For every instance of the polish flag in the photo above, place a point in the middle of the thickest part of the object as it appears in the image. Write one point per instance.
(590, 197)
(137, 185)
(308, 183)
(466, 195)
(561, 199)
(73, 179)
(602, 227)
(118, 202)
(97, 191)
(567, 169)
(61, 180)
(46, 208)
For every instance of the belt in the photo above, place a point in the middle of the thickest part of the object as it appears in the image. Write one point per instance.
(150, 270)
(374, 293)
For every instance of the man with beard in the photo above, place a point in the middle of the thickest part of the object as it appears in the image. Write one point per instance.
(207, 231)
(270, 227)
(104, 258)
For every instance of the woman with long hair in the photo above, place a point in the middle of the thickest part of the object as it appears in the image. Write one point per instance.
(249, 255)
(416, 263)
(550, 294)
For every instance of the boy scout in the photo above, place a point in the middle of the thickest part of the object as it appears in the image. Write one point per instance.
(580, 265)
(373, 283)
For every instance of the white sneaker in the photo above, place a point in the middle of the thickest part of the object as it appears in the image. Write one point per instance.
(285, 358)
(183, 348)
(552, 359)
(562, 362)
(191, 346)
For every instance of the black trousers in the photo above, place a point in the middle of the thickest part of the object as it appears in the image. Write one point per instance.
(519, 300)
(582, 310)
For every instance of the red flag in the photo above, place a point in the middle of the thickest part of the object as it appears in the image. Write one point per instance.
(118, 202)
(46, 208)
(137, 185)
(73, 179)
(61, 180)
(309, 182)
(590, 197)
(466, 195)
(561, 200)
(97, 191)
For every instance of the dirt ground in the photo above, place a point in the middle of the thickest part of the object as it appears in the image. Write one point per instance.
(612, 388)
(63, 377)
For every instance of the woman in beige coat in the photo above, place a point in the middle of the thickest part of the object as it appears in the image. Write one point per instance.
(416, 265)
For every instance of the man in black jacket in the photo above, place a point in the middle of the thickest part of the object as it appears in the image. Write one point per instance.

==================================================

## WORK TO DO
Copy the data word for word, from the line containing "For every instance of the woman in" through the end.

## FINAL ANSWER
For every instance of the woman in beige coat in the photo above, place a point in the middle of the thickest part of the object as it appears in the image. Write one point per instance.
(416, 265)
For every instance of the man in black jacket in the photo above, place a point in the middle of the thickest part of the object as it appears in the image. Write one point per instance.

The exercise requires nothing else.